- [Do this] From the forum thread below about racing a horse, list each activity named as part of the hour or more of daily pre-track work.

- [Document section]
As others have noted, racing is an expensive game and not something you can do well when you're counting pennies. That said, you could start to leg her up (after a vet has verified soundness issues are resolved) at slow paces on hills. You mention access to trails and if you have some decent slopes as part of that it's a good way to start to put a bottom on her. No need for you to do much more than walking and trotting here to start. 

At some point, you're going to need to move her into the track for speed work and additional conditioning. Sometimes you can strike a deal with a trainer - day rate reduced or waived for an ownership share of the horse and/or higher percentage of purse money - but usually the trainers willing to do this are not the successful ones. You'll also likely have high vet bill, blacksmith and other expenses once she's at the track. Even if you start with some early foundation work, it's probably going to be at least 60 days at the track before she runs, probably more. There are costs associated with this no matter how you do it. You might consider bringing in a partner who has deeper pockets if you really believe this mare has potential. As already pointed out, the nomination means nothing relative to her ability - but sometimes trainers with large stables will get a rid of a horse with talent because they have other horses waiting for the stall and don't want to invest in recovery time after an injury.


----------



## TimberRidgeRanch (Mar 6, 2012)

They dont call it the Sport of Kings for nothing. It costs alot of money to race a horse. And in inexperienced hands a tragedy in the making. So many dream of having the next triple crown winner. And if you havent noticed those who do make it to top races even breeders cup are people with millions already in there pocket. Its a hard sport to get your foot in the door and make it worth the time. And its a huge price the horse has to pay. 
Sorry to bust anyones bubble but its a pipe dream that has a 1% chance of going anywhere. JMO
TRR


----------



## BlueSpark (Feb 22, 2012)

i board at a barn that races a couple horses a year. It is extremely expensive, and time consuming, with little chance of success. out of the last 5 horses, two had a few small successes, 1 was successful, and two did nothing except spend alot of money, and i think that was above average success.

we get them in shape 'pre-track', riding every day, starting with trotting, then trot/canter, canter/slow gallop, just building stamina(these are distance horses), and making the trainers job a little easier by sending a horse thats already in decent shape to the track. its an hour + per day(brush, tack, warm up, work out, cool out), 6 days a week. you are riding a young powerful horse at speed, you need to be confident and experienced. as well feed needs to be increased, supplements changed and a knowledgeable person needs to keep an eye out daily for potential problems and lameness.

- [Given records]

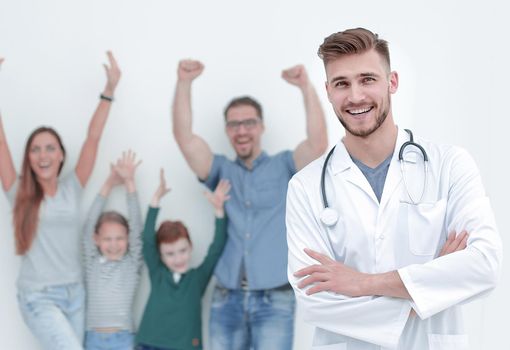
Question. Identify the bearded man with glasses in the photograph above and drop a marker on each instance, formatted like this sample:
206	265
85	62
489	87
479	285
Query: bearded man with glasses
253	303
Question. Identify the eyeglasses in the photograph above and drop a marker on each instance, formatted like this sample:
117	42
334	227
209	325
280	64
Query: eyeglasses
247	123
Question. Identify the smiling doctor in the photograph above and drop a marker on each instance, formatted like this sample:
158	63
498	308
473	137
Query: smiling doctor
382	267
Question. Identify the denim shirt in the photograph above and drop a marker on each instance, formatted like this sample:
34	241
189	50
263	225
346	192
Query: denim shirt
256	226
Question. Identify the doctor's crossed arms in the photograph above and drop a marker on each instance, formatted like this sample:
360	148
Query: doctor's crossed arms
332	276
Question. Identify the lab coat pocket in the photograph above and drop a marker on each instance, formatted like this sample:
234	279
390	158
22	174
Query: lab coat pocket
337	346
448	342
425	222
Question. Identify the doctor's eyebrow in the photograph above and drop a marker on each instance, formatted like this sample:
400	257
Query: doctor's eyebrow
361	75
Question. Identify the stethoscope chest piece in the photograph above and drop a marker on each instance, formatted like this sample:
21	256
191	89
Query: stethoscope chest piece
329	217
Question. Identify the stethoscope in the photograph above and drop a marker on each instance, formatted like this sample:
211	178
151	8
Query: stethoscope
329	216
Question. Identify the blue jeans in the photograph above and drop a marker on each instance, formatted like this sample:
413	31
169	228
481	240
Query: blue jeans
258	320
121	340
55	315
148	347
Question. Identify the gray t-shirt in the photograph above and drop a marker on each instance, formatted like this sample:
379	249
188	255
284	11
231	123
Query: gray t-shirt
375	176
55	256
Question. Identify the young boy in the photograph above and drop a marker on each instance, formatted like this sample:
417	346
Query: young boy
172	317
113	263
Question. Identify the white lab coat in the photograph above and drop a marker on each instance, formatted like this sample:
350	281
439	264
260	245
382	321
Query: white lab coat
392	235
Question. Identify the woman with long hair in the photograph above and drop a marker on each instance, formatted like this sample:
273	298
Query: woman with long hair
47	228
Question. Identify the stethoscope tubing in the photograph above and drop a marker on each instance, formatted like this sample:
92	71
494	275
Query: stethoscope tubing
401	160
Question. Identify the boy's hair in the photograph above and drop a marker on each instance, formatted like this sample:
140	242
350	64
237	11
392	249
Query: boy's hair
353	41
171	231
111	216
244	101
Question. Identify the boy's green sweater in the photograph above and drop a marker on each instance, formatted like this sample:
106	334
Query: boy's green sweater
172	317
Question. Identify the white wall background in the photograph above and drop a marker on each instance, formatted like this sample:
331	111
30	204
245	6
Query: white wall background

- [Answer in full]
- Brush
- Tack
- Warm up
- Work out
- Cool out